Aim of the task:
Rewrite the stretch of the Docker security post from "Docker registries store" through "of the registry.", putting "shared repository" in place of "central repository".

Provided passage:

Docker security (Part 2)

November 16, 2022

If you haven't read our previous part, check it out on our blog.

3. Docker registries (layer 2)

Docker registries store images and allow Docker to easily set up a central repository from which we can download images. However, the simplicity and convenience of registries can become a security risk if we fail to evaluate the security context of the registry.

The Docker Trusted Registry (DTR) is a registry that can be installed behind our firewall. It gives us the ability to verify both the integrity and the publisher of all the data received from a registry over any channel. And even if the registry is only accessible through a firewall, we must also resist the temptation to let anyone upload or download images.

Docker Trusted Registry.

4. Docker images (layer 3)

The Docker images do possess vulnerabilities and are not secure by default. The vulnerabilities might because of the packages installed in the image, libraries used by the user, or even the base image. Even Docker Official images still have vulnerabilities. Sometimes the unstructured base images from Docker Hub may have backdoor, or contain dangerous malware.

The ease of pushing and pulling images, while making developers lives easier, has also made it easy for malicious actors to spread malware. An analysis in December 2020 by Prevasio show that 51% of the images had exploitable vulnerabilities over around 4 million Docker Hub images.

Half of 4 million public Docker Hub images found to have critical vulnerabilities (12/2020).

Although Docker have some mechanisms (which I will list later) to restrict the access back to host, a malicious image still can use up all CPU cycles, it can exhaust memory, it can fill drive, and it can send network traffic out from our machine. These vulnerable images that make their way into production environments pose significant threats that can be costly to remediate and can damage our reputation.

In the other hand, if you write a bad Docker image, it may leak your sensitive information or private file, which could become a dangerous security problem later.

5. Docker containers (layer 3)

Securing a Docker container requires an end-to-end approach that provides protection everywhere from the host to the network and everything in between. Because containers are accessible, there are many difficulties in security.

Docker container technology increases the default security by creating the isolation layers between the application and between the application and hosts. Isolation is a powerful mechanism in controlling what containers can see or access or what resources they can use.

Isolation in Docker container.

When you start a container with docker run, behind the scenes Docker creates a set of namespaces and cgroups to provide basic isolation across containers. Advanced isolation can be achieved like capabilities, seccomp, AppArmor, SELinux, .etc.

Linux kernel features using in Docker container.

5.1 Kernel namespaces

namespaces are a feature of the Linux kernel that partitions kernel resources such that each set of processes see difference set of resources. The feature works by having the same namespace for a set of resources and processes, but those namespaces refer to distinct resources (resources can exist in multiple spaces).

Isolation between processes within different namespaces.

Docker takes advantage of Linux namespaces to provide the isolated workspace - container. A set of namespaces are created when we deploy a new container, isolating it from all the other containers. This is an isolation of what process can see inside a container.

Excerpted data:
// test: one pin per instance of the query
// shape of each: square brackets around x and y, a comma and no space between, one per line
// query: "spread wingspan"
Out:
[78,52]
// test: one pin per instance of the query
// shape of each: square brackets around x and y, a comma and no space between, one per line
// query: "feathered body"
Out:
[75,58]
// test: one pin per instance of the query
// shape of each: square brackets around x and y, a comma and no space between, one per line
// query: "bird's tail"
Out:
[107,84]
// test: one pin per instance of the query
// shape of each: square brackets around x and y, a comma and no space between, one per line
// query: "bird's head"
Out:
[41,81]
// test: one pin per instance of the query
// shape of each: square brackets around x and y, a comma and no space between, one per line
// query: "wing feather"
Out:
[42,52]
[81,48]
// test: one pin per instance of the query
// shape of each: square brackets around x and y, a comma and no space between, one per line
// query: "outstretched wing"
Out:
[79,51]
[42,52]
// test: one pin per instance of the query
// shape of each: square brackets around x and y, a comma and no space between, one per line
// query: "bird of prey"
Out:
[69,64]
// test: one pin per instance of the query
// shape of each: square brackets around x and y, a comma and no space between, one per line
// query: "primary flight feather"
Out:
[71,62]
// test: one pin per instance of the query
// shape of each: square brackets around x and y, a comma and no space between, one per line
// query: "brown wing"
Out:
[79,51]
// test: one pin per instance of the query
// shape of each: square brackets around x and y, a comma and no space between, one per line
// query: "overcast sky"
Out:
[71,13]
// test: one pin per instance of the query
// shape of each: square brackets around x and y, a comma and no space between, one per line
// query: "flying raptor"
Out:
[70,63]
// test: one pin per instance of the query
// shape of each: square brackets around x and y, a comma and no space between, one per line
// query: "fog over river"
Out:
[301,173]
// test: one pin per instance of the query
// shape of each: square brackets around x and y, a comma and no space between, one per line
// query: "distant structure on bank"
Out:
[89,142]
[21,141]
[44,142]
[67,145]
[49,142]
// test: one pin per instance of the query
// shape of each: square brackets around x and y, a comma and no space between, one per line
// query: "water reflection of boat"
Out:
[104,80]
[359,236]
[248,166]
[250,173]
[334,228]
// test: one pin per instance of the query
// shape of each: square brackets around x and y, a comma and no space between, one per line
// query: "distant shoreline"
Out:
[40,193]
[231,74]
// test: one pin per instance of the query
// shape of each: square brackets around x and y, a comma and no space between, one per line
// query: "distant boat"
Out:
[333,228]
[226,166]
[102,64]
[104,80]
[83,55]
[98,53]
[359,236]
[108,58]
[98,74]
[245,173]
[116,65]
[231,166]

Task response:
Docker registries store images and allow Docker to easily set up a shared repository from which we can download images. However, the simplicity and convenience of registries can become a security risk if we fail to evaluate the security context of the registry.